== Blocco di testo
Dott. SUCCIO Roberto – Consigliere –

Dott. PUTATURO DONATI VISCIDO DI NOCERA M. G. – Consigliere –

Dott. NOVIK A. Ton – rel. Consigliere –

ha pronunciato la seguente:

SENTENZA

sul ricorso 7035-2018 proposto da:

FIMINOX SPA in persona del legale rappresentante pro tempore, elettivamente domiciliato in ROMA, VIA VINCENZO BELLINI 24, presso lo studio dell’avvocato TERRANOVA ANTONELLA, che lo rappresenta e difende unitamente all’avvocato BRUNO FILIPPO ALESSANDRO giusta delega in calce;

– ricorrente –

contro

AGENZIA DELLE DOGANE E DEI MONOPOLI UFFICIO DI GENOVA in persona del Direttore pro tempore, elettivamente domiciliato in ROMA, VIA DEI PORTOGHESI 12, presso l’AVVOCATURA GENERALE DELLO STATO, che lo rappresenta e difende;

– controricorrente –

e contro

AGENZIA DELLE DOGANE E DEI MONOPOLI;

– intimata –

sul ricorso 7037-2018 proposto da:

CAD CAPODICI SRL in persona del legale rappresentante pro tempore, elettivamente domiciliato in ROMA, VIA VINCENZO BELLINI 24, presso lo studio dell’avvocato TERRANOVA ANTONELLA, che lo rappresenta e difende unitamente all’avvocato BRUNO FILIPPO ALESSANDRO giusta delega in calce;

– ricorrente –

contro

AGENZIA DELLE DOGANE E DEI MONOPOLI UFFICIO DI GENOVA in persona del Direttore pro tempore, elettivamente domiciliato in ROMA, VIA DEI PORTOGHESI 12, presso l’AVVOCATURA GENERALE DELLO STATO, che lo rappresenta e difende;

– controricorrente –

e contro

AGENZIA DELLE DOGANE E DEI MONOPOLI;

– intimata –

avverso le sentenze n. 1153/2017 e n. 1154/2017 della COMM.TRIB.REG.

di GENOVA, depositate il 27/07/2017;

udita la relazione della causa svolta nella pubblica udienza del 02/10/2019 dal Consigliere Dott. NOVIK ADET TONI;

udito il P.M. in persona del Sostituto Procuratore Generale Dott. DE AUGUSTINIS UMBERTO che ha concluso per l’inammissibilità e in subordine per il rigetto dei ricorsi;

udito per il ricorrente l’Avvocato ORSI per delega degli Avvocati TERRANOVA e BRUNO che si riporta agli scritti; udito per il controricorrente l’Avvocato COLLABOLLETTA che si riporta agli scritti.

1. La Commissione tributaria provinciale di Genova (CTP), con sentenze n. 2228/13 e n. 2233/14, ha accolto i ricorsi del rappresentante indiretto, Centro Assistenza Doganale Capodici S.r.l., (di seguito, CAD) e della importatrice, Società Fiminox s.p.a. (di seguito, Fiminox o la contribuente), avverso l’avviso di rettifica dell’accertamento n. 11500 Dogane Dazi 2011 con cui l’agenzia delle dogane, sul presupposto che esse provenissero da Taiwan e non dalle Filippine, aveva applicato sulle merci – elementi di fissaggio (viti) importate nelle date 25 marzo 2011 e 2 marzo 2011 (dichiarazioni doganali IM 4T nn. 1154/E e 8220/R) il dazio per paesi terzi del 3,7%, oltre al dazio antidumping del 23,6% previsto dal Regolamento del Consiglio 14 novembre 2005.
====
Consegna a
Ricopia senza modifiche i record, tutto dal primo fino alla riga che contiene "[[88, 153], [136, 129]]", compresa.
== Record da elaborare
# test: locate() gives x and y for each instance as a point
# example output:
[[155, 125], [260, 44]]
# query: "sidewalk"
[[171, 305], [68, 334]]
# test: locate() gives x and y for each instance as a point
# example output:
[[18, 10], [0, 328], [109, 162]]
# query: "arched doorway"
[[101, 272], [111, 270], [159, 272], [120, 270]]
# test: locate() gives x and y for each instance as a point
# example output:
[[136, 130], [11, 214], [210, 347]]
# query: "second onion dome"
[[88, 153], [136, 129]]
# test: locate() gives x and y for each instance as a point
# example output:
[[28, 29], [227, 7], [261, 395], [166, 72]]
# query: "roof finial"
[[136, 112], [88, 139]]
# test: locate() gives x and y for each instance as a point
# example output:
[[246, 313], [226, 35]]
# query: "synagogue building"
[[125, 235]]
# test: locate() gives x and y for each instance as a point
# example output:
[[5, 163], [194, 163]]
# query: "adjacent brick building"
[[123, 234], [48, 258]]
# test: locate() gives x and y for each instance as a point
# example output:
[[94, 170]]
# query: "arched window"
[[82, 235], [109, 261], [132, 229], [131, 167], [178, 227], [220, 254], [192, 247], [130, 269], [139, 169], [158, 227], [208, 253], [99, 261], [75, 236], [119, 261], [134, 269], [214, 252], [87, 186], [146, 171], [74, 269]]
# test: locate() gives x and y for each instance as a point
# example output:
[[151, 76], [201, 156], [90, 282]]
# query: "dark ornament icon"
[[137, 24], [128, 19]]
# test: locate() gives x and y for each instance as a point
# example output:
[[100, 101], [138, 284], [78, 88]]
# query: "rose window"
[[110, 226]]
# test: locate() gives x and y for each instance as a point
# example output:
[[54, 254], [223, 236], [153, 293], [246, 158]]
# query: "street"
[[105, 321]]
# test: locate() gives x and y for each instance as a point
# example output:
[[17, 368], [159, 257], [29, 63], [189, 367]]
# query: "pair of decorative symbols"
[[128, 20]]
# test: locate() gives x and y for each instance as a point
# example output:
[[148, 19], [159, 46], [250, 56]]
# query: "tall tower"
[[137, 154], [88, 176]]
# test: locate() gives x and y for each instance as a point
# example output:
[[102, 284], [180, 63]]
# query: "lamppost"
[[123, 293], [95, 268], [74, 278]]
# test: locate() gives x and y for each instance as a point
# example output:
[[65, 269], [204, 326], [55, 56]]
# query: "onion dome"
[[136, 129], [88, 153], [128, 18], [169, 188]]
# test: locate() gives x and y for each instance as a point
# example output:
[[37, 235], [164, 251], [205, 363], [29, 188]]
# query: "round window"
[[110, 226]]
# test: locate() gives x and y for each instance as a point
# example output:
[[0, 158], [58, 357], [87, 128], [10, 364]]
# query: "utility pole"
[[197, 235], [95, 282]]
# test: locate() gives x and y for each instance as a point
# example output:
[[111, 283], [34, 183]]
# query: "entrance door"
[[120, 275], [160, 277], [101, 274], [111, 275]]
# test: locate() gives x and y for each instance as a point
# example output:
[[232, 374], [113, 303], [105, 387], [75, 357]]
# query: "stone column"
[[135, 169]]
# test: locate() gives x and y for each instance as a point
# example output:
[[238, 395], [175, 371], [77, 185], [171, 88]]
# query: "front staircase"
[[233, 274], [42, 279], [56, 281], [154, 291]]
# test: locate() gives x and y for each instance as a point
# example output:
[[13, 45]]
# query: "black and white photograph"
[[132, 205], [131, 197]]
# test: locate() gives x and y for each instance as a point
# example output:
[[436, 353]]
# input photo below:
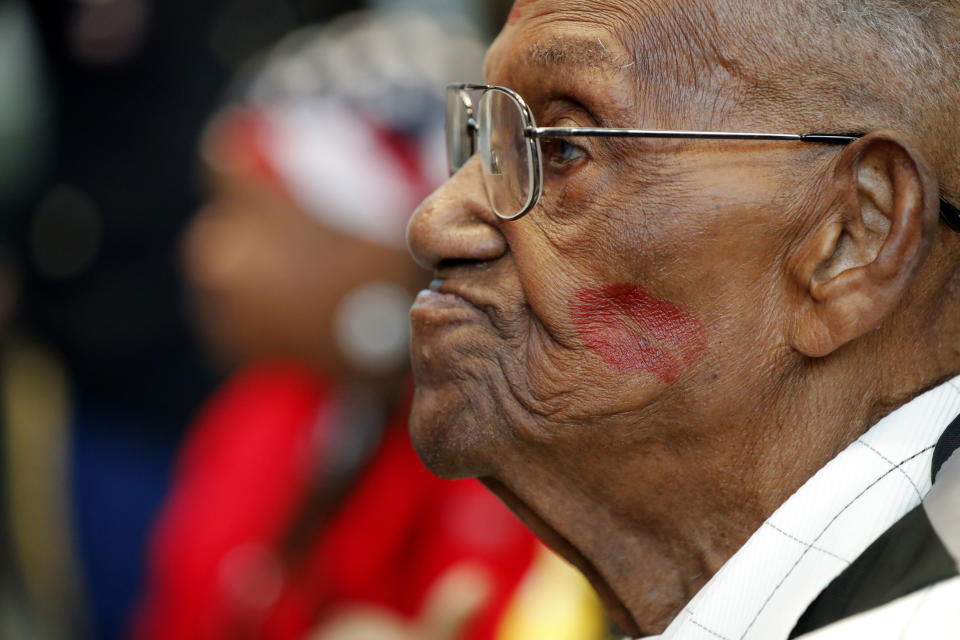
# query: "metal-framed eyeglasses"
[[501, 127]]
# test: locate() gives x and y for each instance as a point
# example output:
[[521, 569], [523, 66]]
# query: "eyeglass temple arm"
[[949, 213]]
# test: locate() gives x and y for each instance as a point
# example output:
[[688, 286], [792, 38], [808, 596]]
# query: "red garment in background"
[[244, 472]]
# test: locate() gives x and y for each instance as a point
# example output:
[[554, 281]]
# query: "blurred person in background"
[[299, 508], [40, 595]]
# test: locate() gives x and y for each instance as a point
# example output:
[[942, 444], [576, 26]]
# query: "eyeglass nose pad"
[[468, 148]]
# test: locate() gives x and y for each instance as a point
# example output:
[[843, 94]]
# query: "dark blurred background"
[[101, 106]]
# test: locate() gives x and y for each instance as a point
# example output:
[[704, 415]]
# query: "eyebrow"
[[584, 53]]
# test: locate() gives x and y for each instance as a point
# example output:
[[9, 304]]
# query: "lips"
[[635, 332]]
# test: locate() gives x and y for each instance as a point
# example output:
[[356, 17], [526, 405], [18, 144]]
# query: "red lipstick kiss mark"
[[635, 332]]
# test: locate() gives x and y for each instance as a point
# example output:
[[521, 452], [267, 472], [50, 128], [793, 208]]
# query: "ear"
[[856, 265]]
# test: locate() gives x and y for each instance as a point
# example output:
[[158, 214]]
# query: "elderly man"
[[713, 369]]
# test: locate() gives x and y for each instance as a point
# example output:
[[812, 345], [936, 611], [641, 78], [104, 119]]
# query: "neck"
[[679, 492]]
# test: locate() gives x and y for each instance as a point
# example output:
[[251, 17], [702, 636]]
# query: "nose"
[[455, 223]]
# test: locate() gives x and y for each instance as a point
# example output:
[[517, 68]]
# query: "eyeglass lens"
[[459, 135], [506, 153]]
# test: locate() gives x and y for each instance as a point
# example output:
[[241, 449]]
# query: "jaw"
[[614, 606]]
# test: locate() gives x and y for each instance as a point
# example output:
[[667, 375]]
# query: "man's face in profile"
[[570, 359], [639, 279]]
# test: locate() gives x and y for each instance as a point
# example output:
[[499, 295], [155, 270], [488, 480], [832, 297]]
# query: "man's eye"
[[561, 154]]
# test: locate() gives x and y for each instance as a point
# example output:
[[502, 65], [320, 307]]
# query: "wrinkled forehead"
[[660, 53]]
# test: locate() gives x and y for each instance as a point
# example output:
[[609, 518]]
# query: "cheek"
[[634, 332]]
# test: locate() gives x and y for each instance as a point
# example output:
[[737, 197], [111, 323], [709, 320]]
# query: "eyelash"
[[550, 150]]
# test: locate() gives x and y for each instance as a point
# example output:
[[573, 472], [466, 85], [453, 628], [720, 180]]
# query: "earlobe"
[[859, 263]]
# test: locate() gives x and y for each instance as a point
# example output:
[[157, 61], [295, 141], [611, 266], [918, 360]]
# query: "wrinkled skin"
[[648, 481]]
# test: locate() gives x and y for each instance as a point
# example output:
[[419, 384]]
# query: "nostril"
[[454, 263]]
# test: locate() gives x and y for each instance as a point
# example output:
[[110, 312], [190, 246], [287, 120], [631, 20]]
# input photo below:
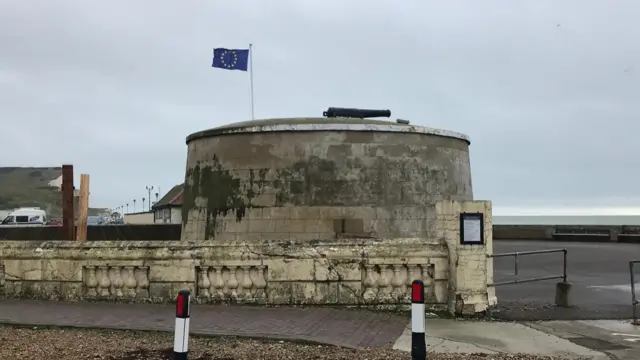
====
Consegna b
Nella sentenza, riscrivi tutto da "udito il P.M." fino a "riporta agli scritti.", mettendo "atti" al posto di "scritti".

Soluzione completa a
# test: locate() gives x and y for each instance as a point
# example output:
[[155, 125], [260, 44]]
# query: "sidewalk"
[[171, 305], [68, 334]]
# test: locate() gives x and y for each instance as a point
# example output:
[[18, 10], [0, 328], [109, 162]]
# query: "arched doorway"
[[101, 272], [111, 270], [159, 272], [120, 270]]
# test: locate() gives x and y for each instance as a point
# example output:
[[136, 130], [11, 214], [210, 347]]
# query: "second onion dome"
[[88, 153], [136, 129]]

Soluzione completa b
udito il P.M. in persona del Sostituto Procuratore Generale Dott. DE AUGUSTINIS UMBERTO che ha concluso per l’inammissibilità e in subordine per il rigetto dei ricorsi;

udito per il ricorrente l’Avvocato ORSI per delega degli Avvocati TERRANOVA e BRUNO che si riporta agli atti; udito per il controricorrente l’Avvocato COLLABOLLETTA che si riporta agli atti.